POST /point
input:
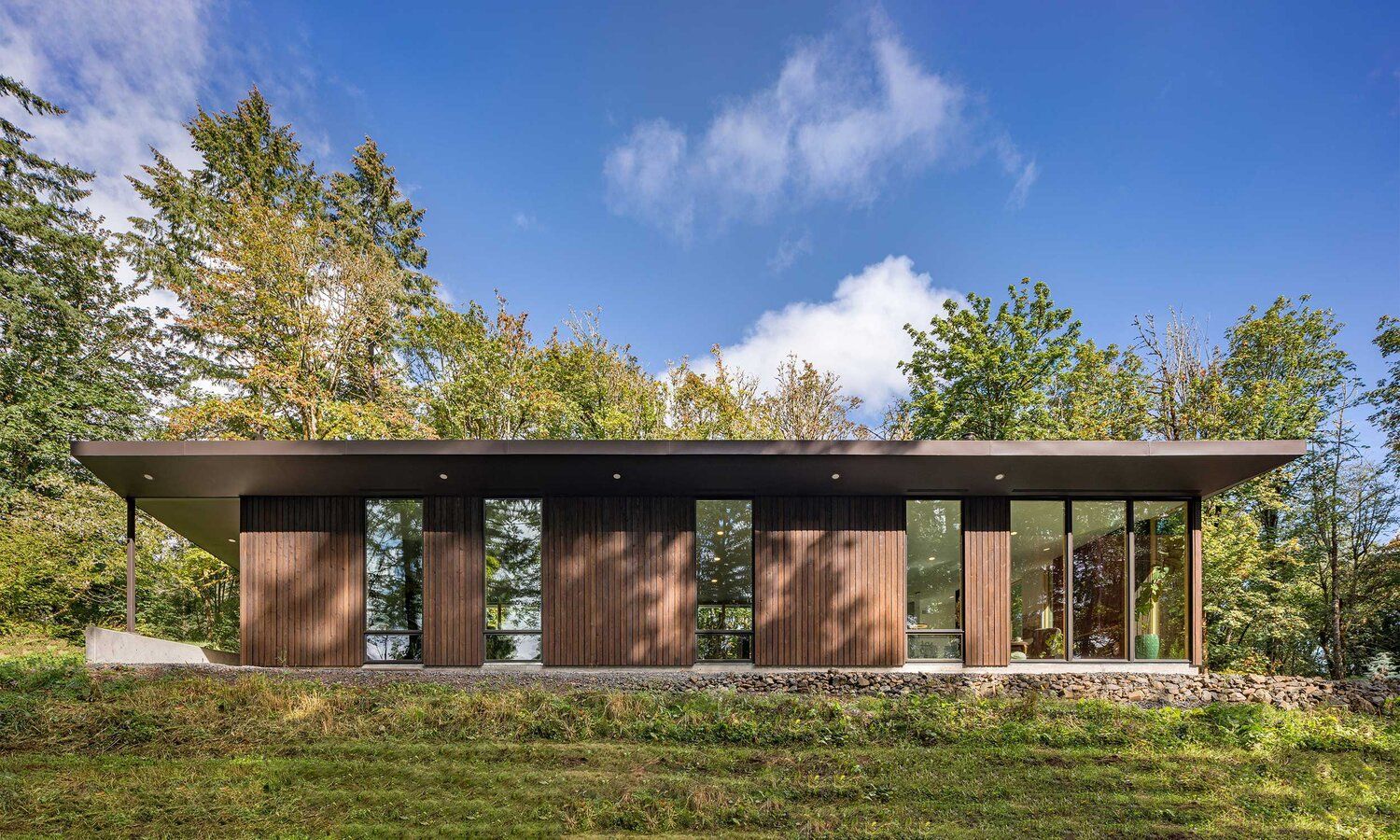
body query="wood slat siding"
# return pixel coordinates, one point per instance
(829, 576)
(301, 581)
(454, 580)
(987, 581)
(1195, 602)
(619, 581)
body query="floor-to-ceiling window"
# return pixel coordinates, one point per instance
(394, 580)
(1038, 581)
(512, 579)
(932, 580)
(1159, 556)
(724, 579)
(1099, 581)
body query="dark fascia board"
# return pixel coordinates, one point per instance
(195, 484)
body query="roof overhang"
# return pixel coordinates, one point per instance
(229, 469)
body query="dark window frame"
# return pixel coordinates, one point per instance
(487, 632)
(364, 585)
(962, 571)
(753, 607)
(1128, 577)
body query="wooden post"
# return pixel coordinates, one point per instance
(131, 565)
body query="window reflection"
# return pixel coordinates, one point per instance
(512, 579)
(394, 579)
(932, 579)
(724, 579)
(1038, 540)
(1100, 549)
(1159, 580)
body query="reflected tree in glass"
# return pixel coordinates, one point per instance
(1038, 580)
(394, 579)
(932, 579)
(1100, 552)
(724, 579)
(512, 577)
(1159, 580)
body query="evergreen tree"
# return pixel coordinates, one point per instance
(78, 358)
(1386, 397)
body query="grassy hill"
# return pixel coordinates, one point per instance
(115, 753)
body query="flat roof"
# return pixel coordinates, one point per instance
(227, 469)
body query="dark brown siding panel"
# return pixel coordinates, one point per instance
(1196, 636)
(453, 581)
(987, 580)
(302, 581)
(619, 581)
(831, 581)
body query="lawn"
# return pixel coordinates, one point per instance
(257, 756)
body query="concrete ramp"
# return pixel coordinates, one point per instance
(114, 647)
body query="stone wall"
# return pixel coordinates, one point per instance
(1148, 689)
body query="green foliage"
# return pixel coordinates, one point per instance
(1019, 372)
(78, 358)
(1386, 395)
(63, 566)
(120, 753)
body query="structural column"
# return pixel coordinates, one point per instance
(131, 565)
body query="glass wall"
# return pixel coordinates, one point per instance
(1099, 582)
(932, 580)
(1038, 581)
(394, 580)
(512, 580)
(724, 579)
(1159, 580)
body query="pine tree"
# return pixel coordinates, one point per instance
(78, 358)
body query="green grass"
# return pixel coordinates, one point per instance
(257, 756)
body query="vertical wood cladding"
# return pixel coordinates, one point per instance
(829, 576)
(987, 581)
(1193, 599)
(619, 581)
(453, 581)
(301, 581)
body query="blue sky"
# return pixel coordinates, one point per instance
(711, 173)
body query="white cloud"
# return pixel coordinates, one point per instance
(840, 119)
(129, 76)
(859, 333)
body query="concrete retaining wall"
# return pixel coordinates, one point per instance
(114, 647)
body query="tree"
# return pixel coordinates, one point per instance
(78, 357)
(1386, 395)
(1019, 372)
(724, 405)
(285, 319)
(1341, 515)
(479, 377)
(604, 391)
(808, 405)
(293, 294)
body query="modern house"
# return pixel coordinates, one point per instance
(943, 554)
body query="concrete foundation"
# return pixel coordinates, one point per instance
(114, 647)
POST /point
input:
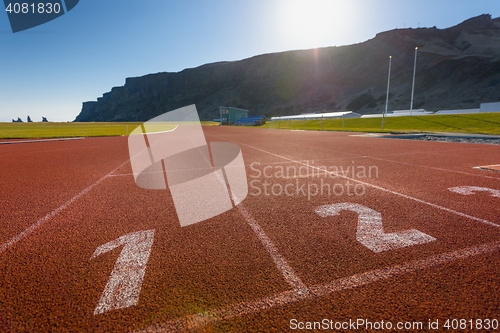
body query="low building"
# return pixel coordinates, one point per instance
(490, 107)
(230, 115)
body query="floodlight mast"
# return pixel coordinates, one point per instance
(387, 97)
(413, 84)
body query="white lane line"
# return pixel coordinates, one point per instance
(5, 246)
(355, 281)
(468, 190)
(287, 271)
(412, 164)
(432, 168)
(382, 189)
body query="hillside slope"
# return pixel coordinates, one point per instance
(457, 67)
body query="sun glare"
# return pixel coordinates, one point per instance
(315, 23)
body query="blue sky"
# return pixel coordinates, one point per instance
(51, 69)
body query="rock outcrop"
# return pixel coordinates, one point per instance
(458, 67)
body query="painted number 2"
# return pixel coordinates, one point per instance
(124, 284)
(370, 231)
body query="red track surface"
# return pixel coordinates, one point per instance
(62, 200)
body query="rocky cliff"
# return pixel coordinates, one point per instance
(457, 67)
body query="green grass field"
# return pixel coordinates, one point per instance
(481, 123)
(67, 130)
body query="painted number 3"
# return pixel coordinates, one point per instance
(370, 231)
(124, 284)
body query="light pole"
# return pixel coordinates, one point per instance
(387, 97)
(413, 84)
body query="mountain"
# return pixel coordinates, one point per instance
(457, 67)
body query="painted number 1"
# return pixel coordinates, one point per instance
(124, 284)
(370, 231)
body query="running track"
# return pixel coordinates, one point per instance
(260, 265)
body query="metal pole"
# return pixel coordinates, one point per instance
(413, 84)
(387, 97)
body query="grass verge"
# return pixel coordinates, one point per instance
(481, 123)
(67, 130)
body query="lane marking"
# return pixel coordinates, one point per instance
(5, 246)
(432, 168)
(288, 273)
(382, 189)
(468, 190)
(370, 231)
(125, 282)
(355, 281)
(417, 165)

Task prompt: Where an entry holds an image, drop the image and copy the remaining text exactly.

Response:
POST /point
input:
body query="wood slat siding"
# return pixel coordinates, one point per instance
(829, 576)
(301, 581)
(454, 580)
(987, 581)
(1195, 602)
(619, 581)
body query="floor-to-ceiling window"
# return pixel coordinates, one point per instance
(394, 580)
(1038, 581)
(512, 579)
(932, 580)
(1159, 556)
(724, 579)
(1099, 581)
body query="dark fascia board"
# return pixel coordinates, one point per instance
(195, 484)
body query="roof overhang"
# return pixel coordinates, one point per instance
(229, 469)
body query="dark window frame"
# return pixel coordinates, one point per instance
(487, 632)
(364, 585)
(962, 571)
(753, 607)
(1128, 577)
body query="wooden post"
# return pixel coordinates, one point per instance
(131, 565)
body query="window reflection"
# return pixel coordinates, one point per instance
(512, 579)
(394, 579)
(932, 579)
(724, 579)
(1038, 540)
(1100, 549)
(1159, 580)
body query="reflected tree in glass"
# return pixel coordinates, one point per instance
(1038, 580)
(394, 579)
(932, 579)
(1100, 552)
(724, 579)
(512, 577)
(1159, 580)
body query="evergreen tree"
# return pixel coordinates, one point per instance
(78, 358)
(1386, 397)
body query="grassy hill"
# return pixel coordinates, one point per instance
(115, 753)
body query="flat roof"
# return pixel coordinates, one point per instance
(227, 469)
body query="dark brown siding panel"
# return pixel coordinates, one point per instance
(1196, 636)
(453, 581)
(987, 580)
(302, 581)
(619, 581)
(831, 581)
body query="lawn"
# return pixel coordinates, one point per instance
(257, 756)
body query="concrete ramp"
# return pixel coordinates, one point per instance
(114, 647)
body query="stone wall"
# return pixel coordinates, one point per instance
(1148, 689)
body query="green foliage"
# return pixel coordinates, one point per instance
(1019, 372)
(78, 358)
(1386, 395)
(63, 566)
(120, 753)
body query="structural column"
# return pixel coordinates, one point per instance
(131, 565)
body query="glass wall"
# return pixel coordinates, one point per instance
(1099, 582)
(932, 580)
(1038, 581)
(394, 580)
(512, 580)
(724, 579)
(1159, 580)
body query="pine tree"
# return pixel coordinates, one point per instance
(78, 358)
body query="green grass"
# return pixel coordinates, one point per instance
(257, 756)
body query="vertical wood cladding"
# return pixel coordinates, one point per instance
(829, 576)
(987, 581)
(1193, 599)
(619, 581)
(453, 581)
(301, 581)
body query="blue sky"
# return pixel coordinates, one point per instance
(711, 173)
body query="white cloud"
# return pixel coordinates, one point per instance
(840, 119)
(129, 76)
(859, 333)
body query="concrete retaining wall"
# return pixel coordinates, one point per instance
(114, 647)
body query="tree"
# return pixel coordinates, one point per instance
(78, 357)
(1386, 395)
(1019, 372)
(724, 405)
(285, 319)
(1341, 515)
(479, 377)
(604, 391)
(808, 405)
(293, 294)
body query="modern house"
# return pixel coordinates, one point per instance
(943, 554)
body query="concrete foundation"
# return pixel coordinates, one point per instance
(114, 647)
POST /point
input:
body query="low building"
# return pixel coordinates, one point per instance
(490, 107)
(230, 115)
body query="floodlight mast"
# return pixel coordinates, one point per instance
(387, 97)
(413, 84)
body query="white lane line"
# return pixel coordinates, one point per instance
(5, 246)
(355, 281)
(468, 190)
(287, 271)
(412, 164)
(432, 168)
(382, 189)
body query="hillside slope"
# return pixel coordinates, one point per instance
(457, 67)
body query="sun glare"
# return pixel coordinates, one point per instance
(315, 23)
body query="blue sky"
# return pixel coordinates, one point per instance
(51, 69)
body query="rock outcrop"
# return pixel coordinates, one point per instance
(458, 67)
body query="painted number 2"
# return pixel coordinates, one point per instance
(124, 284)
(370, 231)
body query="red track surface"
# return pixel coordinates, one point per instance
(62, 200)
body query="rocky cliff"
# return pixel coordinates, one point per instance
(457, 67)
body query="green grass field"
# return pixel coordinates, one point per instance
(481, 123)
(67, 130)
body query="painted number 3"
# return pixel coordinates, one point per instance
(370, 231)
(124, 284)
body query="light pole"
# return pixel coordinates, one point per instance
(387, 97)
(413, 84)
body query="mountain"
# return pixel coordinates, one point per instance
(457, 67)
body query="painted number 1"
# return pixel coordinates, one point per instance
(124, 284)
(370, 231)
body query="running track"
# return pixel coordinates, one point per instance
(260, 265)
body query="metal pole"
# return pixel coordinates, one point per instance
(413, 84)
(387, 97)
body query="grass verge"
# return pixel coordinates, one point per instance
(481, 123)
(67, 130)
body query="lane marking"
# return pixel coordinates, one point per instance
(5, 246)
(432, 168)
(288, 273)
(382, 189)
(468, 190)
(370, 231)
(125, 282)
(355, 281)
(417, 165)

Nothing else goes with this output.